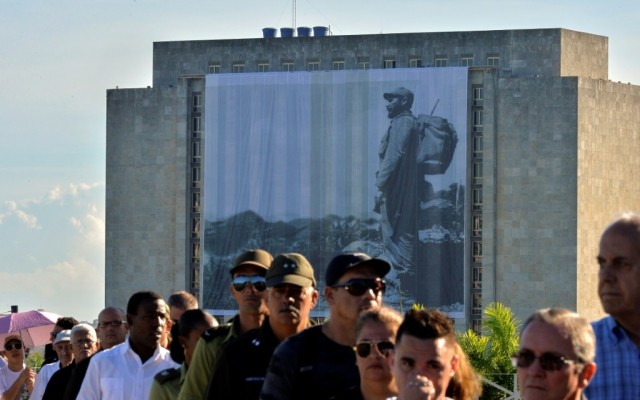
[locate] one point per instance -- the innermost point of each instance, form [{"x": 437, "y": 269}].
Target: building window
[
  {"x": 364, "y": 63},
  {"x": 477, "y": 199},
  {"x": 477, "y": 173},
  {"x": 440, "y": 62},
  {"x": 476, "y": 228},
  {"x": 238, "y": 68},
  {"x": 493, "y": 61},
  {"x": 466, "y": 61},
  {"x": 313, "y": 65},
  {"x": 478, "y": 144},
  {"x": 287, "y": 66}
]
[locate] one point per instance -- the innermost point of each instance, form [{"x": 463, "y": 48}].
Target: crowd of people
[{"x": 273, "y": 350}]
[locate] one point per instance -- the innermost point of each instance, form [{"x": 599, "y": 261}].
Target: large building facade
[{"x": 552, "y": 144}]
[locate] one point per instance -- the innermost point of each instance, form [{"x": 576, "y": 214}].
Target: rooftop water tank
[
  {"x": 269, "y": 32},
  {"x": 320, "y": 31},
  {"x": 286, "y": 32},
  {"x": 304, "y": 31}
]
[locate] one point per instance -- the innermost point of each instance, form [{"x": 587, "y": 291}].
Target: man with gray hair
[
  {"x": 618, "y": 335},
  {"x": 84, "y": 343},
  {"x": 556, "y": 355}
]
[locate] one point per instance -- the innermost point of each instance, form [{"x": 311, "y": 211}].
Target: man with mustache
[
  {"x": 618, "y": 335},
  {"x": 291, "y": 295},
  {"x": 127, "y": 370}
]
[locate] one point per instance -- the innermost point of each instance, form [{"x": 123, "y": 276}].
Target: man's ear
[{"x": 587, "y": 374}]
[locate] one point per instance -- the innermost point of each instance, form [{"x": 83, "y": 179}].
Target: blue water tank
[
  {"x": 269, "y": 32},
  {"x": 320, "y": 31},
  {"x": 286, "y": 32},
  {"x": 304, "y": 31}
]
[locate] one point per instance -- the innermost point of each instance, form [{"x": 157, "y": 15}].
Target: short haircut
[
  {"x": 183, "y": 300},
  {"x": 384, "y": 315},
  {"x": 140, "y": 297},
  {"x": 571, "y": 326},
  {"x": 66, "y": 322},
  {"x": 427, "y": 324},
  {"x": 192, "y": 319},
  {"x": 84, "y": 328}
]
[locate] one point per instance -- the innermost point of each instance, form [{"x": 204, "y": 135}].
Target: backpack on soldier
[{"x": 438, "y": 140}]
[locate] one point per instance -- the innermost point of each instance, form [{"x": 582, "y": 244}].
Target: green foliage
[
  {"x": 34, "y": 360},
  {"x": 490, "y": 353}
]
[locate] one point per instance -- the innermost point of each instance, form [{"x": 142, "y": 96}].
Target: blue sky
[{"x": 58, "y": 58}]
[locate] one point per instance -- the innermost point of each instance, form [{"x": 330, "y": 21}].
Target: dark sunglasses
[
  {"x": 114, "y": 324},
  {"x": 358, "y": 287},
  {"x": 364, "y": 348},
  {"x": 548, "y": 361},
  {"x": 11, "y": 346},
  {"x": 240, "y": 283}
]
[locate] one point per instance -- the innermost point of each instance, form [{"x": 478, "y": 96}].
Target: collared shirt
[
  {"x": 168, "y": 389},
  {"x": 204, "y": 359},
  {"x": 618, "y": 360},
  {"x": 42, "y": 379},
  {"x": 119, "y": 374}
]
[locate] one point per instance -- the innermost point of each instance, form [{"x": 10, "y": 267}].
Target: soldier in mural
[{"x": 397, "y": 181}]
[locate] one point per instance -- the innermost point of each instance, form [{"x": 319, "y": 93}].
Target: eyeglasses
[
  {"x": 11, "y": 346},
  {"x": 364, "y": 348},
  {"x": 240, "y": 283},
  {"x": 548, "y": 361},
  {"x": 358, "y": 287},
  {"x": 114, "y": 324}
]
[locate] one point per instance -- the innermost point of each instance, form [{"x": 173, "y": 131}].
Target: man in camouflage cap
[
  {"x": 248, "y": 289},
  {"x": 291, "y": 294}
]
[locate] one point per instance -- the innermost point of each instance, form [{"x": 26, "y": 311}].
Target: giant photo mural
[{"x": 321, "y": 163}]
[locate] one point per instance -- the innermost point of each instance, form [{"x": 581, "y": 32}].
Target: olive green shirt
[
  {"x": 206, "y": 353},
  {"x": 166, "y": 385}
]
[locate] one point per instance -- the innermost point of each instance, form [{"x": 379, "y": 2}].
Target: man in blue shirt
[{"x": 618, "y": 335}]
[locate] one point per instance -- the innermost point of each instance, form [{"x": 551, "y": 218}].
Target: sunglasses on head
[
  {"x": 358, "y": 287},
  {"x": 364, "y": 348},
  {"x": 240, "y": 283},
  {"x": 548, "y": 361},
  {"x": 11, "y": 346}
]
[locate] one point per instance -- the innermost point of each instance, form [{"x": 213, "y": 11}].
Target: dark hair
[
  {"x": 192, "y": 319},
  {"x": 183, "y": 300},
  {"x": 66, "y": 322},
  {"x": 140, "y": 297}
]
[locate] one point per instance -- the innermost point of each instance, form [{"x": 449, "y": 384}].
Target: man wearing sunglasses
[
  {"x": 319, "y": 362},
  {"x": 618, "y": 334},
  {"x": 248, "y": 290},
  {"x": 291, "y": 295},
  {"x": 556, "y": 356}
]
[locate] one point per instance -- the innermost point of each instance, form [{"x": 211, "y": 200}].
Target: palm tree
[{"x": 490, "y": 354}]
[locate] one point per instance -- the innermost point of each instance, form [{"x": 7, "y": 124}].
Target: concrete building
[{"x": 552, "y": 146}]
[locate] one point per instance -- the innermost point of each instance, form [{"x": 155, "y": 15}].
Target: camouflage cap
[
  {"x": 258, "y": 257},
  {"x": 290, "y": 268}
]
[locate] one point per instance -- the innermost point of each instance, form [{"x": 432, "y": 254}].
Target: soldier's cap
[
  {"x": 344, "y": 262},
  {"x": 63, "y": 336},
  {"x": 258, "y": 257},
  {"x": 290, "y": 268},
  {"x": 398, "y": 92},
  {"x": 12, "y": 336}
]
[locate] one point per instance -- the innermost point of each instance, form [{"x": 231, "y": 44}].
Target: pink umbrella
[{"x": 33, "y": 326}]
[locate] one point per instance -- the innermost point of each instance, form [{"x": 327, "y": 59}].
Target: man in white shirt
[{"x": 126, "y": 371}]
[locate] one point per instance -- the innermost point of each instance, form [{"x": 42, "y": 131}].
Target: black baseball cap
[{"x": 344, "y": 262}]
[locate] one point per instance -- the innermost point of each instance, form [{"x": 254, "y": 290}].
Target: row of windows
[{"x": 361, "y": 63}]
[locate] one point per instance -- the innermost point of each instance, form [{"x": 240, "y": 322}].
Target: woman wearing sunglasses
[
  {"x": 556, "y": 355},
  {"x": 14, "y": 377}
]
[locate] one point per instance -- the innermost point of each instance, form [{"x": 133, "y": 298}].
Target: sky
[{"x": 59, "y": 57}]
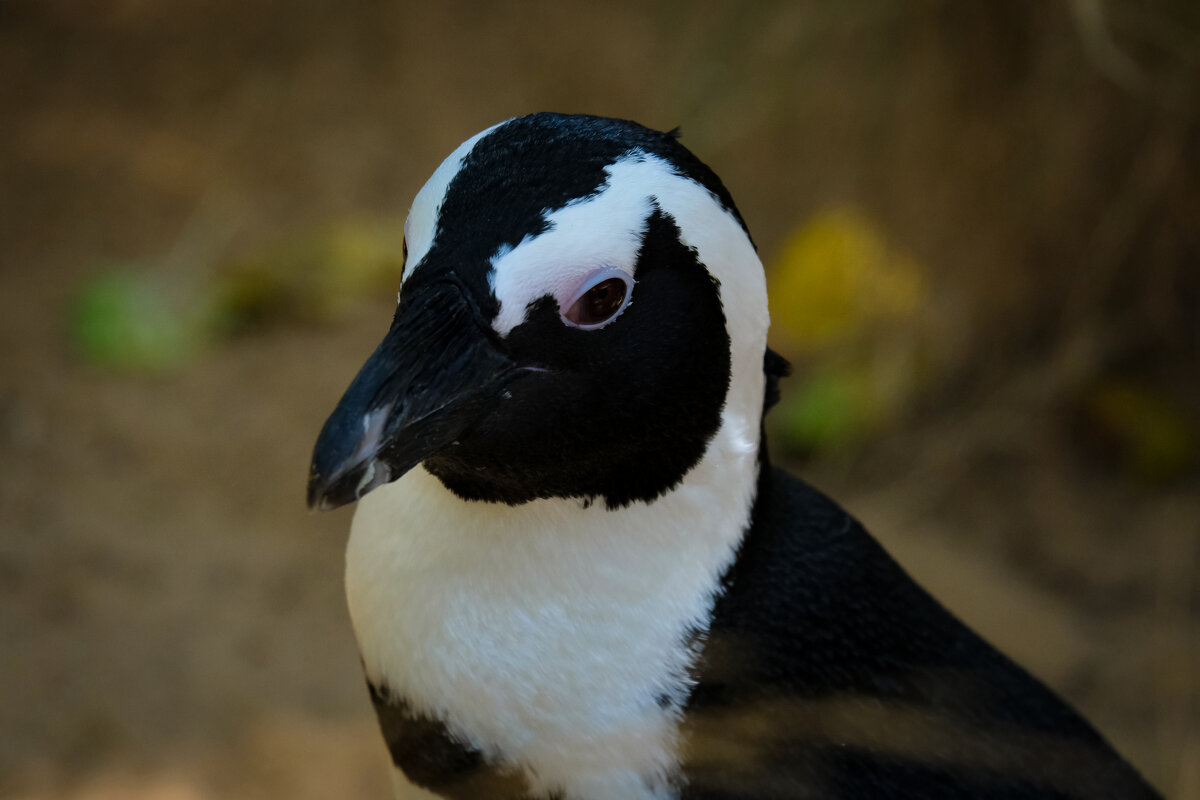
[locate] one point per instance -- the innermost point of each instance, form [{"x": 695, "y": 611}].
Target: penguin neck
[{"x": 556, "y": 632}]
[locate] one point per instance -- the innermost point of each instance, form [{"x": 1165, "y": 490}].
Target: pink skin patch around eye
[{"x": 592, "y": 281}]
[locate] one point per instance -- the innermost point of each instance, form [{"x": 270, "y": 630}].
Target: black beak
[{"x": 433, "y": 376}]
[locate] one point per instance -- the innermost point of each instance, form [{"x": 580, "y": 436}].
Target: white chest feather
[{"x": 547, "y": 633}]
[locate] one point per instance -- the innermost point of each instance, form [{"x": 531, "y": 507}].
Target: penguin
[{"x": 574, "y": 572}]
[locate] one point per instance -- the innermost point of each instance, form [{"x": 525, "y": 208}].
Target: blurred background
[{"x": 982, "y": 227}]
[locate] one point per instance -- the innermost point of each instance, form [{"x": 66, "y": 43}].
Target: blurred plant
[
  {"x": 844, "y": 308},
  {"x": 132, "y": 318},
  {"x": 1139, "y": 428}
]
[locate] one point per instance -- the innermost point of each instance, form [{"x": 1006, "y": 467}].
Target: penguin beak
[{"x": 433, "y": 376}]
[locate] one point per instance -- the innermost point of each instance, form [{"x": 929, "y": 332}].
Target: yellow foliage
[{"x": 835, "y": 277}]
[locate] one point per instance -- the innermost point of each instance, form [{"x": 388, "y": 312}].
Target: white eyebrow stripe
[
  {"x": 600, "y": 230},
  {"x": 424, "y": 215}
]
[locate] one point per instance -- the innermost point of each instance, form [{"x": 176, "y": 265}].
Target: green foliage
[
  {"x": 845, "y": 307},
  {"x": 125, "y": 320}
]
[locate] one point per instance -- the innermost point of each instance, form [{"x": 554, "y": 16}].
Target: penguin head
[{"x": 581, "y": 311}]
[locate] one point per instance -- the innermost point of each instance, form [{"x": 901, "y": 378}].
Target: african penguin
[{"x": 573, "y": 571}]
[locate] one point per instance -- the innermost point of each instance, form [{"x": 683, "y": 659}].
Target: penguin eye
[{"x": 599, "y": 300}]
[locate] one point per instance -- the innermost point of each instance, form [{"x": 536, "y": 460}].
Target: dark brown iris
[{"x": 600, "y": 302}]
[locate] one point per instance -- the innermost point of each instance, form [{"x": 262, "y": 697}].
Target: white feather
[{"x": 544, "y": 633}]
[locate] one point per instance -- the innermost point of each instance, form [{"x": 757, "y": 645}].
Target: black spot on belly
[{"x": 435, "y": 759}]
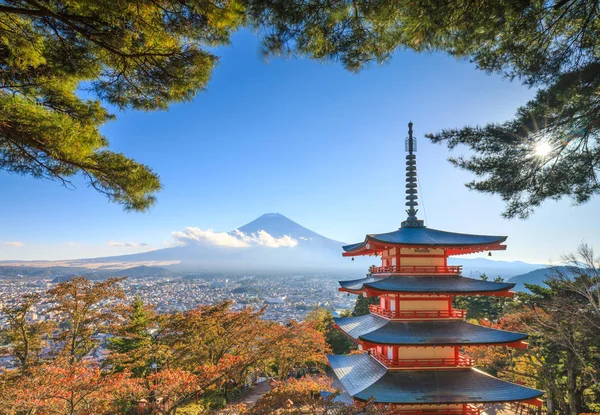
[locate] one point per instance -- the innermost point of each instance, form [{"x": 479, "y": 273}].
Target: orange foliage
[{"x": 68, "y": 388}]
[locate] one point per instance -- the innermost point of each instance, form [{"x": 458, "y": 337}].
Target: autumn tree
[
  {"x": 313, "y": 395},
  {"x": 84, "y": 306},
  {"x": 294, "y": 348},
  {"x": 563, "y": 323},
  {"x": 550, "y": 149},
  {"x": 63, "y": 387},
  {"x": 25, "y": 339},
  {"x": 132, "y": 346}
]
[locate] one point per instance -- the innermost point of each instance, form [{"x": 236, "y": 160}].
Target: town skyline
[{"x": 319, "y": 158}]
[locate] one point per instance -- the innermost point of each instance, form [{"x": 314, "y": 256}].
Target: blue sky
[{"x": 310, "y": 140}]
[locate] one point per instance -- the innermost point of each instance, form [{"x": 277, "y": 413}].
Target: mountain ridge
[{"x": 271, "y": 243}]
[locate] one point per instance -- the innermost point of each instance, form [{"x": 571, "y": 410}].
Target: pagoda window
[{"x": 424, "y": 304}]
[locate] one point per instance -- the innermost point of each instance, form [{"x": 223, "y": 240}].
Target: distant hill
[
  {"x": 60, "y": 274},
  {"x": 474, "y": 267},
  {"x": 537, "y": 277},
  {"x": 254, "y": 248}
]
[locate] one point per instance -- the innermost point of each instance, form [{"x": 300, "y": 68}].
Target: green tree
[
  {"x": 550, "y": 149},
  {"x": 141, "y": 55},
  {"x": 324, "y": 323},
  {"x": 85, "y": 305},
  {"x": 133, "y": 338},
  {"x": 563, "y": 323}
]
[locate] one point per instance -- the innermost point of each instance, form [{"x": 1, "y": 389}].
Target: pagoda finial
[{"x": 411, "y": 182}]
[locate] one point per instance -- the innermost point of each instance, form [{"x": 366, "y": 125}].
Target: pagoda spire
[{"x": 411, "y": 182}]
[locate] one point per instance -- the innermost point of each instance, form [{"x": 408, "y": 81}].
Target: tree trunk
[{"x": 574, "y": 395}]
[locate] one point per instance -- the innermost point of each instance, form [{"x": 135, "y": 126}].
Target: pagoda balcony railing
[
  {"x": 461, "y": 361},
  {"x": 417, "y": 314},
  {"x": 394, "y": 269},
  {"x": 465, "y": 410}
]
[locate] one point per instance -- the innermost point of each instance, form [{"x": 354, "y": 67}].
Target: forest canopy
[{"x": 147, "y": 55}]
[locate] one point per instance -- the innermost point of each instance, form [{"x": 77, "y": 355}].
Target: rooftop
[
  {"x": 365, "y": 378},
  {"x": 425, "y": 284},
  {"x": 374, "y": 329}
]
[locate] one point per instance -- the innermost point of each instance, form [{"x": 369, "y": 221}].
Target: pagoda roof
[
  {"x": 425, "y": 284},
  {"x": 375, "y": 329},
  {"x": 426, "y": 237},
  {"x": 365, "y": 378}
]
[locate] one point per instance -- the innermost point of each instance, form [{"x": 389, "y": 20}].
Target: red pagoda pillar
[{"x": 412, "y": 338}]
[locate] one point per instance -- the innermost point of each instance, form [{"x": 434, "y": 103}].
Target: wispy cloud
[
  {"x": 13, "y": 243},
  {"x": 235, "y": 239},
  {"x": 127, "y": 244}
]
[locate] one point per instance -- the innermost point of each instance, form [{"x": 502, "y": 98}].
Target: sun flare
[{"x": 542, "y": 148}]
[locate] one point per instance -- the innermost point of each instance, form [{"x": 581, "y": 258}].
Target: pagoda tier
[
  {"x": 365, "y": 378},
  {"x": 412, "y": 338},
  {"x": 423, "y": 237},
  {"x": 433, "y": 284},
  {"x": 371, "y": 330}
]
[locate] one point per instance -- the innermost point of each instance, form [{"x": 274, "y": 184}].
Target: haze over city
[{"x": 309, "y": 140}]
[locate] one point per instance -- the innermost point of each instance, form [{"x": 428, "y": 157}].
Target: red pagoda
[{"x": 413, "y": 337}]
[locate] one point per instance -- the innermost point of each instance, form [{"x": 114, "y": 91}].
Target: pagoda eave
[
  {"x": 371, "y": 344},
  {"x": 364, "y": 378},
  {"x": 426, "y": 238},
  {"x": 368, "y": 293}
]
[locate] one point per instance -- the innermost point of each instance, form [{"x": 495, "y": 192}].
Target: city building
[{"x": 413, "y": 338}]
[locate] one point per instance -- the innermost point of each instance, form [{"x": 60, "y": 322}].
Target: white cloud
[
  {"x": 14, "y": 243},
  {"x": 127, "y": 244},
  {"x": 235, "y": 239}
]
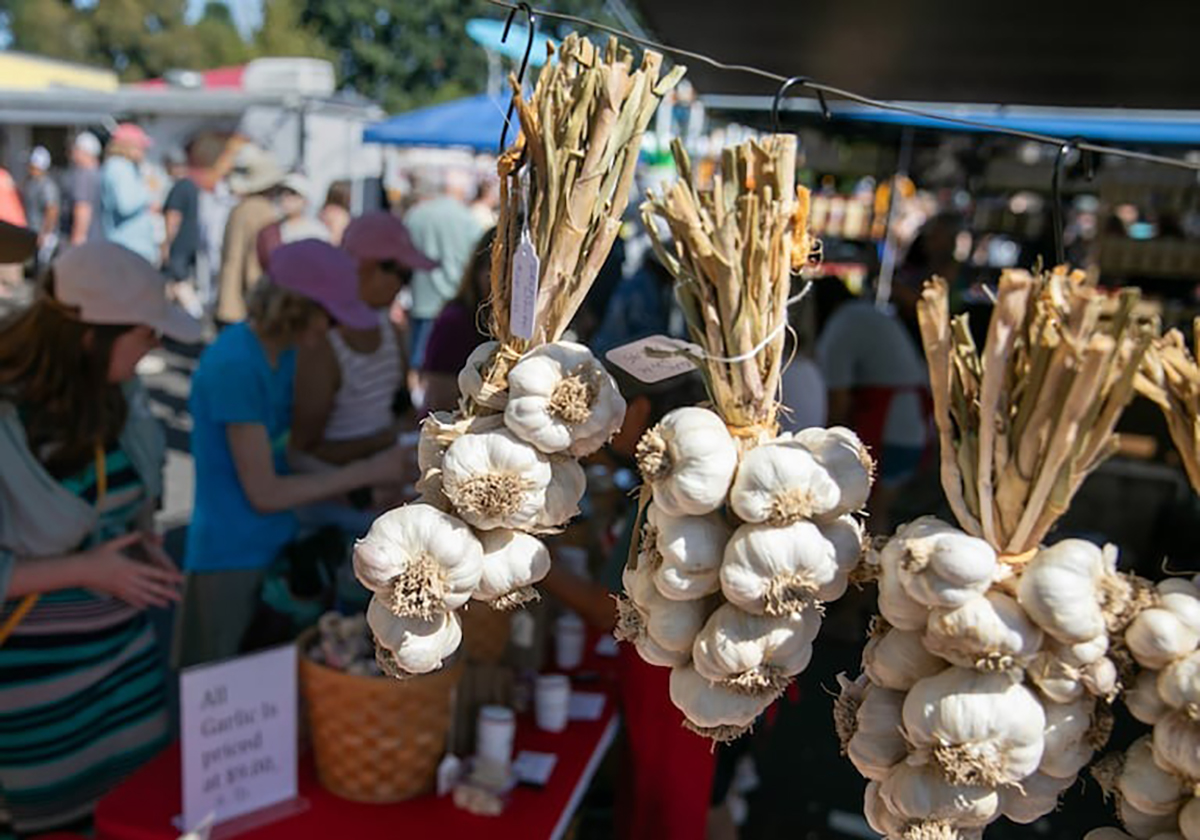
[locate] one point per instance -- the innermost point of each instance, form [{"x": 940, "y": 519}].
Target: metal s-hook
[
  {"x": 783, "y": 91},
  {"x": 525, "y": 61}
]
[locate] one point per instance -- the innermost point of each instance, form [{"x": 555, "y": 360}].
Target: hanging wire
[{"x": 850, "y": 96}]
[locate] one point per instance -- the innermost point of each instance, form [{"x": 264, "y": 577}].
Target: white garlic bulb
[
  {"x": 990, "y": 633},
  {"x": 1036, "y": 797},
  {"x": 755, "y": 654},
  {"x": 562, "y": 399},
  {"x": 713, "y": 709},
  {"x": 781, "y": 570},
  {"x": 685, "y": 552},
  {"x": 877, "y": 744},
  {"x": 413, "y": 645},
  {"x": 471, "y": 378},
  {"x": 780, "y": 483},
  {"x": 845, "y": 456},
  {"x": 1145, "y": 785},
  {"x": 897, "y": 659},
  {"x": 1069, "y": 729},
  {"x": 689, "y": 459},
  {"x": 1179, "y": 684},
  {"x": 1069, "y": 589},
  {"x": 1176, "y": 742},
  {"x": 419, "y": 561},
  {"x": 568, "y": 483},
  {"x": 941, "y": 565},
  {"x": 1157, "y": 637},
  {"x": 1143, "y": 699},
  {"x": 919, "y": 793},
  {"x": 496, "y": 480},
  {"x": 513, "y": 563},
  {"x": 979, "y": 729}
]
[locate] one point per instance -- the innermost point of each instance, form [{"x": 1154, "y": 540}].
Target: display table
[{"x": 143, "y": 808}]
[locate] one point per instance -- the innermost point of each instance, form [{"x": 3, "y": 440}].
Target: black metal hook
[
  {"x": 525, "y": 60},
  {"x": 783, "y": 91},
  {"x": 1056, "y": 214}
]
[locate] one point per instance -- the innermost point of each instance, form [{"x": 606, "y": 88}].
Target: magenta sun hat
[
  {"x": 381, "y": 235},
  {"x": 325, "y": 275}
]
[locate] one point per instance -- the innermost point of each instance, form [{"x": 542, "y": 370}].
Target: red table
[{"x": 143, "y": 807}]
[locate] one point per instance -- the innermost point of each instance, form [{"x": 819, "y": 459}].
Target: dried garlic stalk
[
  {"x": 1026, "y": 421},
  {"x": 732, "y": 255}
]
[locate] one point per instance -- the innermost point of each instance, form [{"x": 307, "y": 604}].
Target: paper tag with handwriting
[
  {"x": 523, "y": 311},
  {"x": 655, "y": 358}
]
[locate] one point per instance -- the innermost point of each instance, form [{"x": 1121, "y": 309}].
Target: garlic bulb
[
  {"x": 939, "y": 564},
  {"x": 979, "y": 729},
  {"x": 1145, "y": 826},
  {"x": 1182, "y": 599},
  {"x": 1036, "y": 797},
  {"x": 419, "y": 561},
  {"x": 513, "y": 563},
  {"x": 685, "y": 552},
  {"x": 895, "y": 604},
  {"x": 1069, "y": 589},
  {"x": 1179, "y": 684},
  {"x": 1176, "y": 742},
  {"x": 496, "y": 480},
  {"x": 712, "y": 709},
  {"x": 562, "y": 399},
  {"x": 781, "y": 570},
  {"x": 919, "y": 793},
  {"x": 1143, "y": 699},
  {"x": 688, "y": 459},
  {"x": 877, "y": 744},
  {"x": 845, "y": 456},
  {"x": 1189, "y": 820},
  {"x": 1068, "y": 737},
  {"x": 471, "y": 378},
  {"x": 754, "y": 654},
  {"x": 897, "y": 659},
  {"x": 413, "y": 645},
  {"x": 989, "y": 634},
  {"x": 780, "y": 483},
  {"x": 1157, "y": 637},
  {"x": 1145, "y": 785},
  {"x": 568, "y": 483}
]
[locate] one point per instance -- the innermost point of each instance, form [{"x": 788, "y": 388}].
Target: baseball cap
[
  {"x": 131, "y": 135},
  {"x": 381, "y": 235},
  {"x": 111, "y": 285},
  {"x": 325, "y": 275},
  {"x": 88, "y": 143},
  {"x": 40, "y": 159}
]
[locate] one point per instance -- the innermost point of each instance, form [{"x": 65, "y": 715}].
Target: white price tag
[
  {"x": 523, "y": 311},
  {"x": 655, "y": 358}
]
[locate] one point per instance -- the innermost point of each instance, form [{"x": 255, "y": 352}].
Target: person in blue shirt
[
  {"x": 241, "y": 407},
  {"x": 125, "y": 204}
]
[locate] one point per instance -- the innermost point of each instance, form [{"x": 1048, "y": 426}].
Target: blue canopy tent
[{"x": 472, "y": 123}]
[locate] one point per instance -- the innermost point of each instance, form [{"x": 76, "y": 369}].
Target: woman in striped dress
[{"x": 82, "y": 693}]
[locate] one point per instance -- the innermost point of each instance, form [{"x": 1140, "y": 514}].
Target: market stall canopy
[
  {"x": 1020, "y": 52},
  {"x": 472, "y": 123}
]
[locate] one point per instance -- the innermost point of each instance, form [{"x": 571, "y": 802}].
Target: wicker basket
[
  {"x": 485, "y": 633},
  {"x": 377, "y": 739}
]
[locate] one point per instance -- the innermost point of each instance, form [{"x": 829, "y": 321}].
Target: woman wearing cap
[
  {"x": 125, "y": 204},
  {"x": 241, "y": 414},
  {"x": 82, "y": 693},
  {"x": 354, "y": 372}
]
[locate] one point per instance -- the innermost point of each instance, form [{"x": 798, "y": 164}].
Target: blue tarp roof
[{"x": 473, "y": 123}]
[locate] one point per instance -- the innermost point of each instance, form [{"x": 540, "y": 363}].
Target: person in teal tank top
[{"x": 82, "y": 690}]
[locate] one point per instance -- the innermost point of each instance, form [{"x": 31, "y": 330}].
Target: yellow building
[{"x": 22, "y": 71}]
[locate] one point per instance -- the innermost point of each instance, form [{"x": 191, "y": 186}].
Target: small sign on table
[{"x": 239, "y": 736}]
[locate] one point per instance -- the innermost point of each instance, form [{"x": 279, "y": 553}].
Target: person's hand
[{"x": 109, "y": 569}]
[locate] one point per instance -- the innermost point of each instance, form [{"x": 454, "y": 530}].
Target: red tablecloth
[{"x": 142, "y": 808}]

* Instructions to follow:
Find every line in the entries above that contains the string "feather", treating case as significant, and copy each such line.

* Final result:
Target: white chest feather
Target: white feather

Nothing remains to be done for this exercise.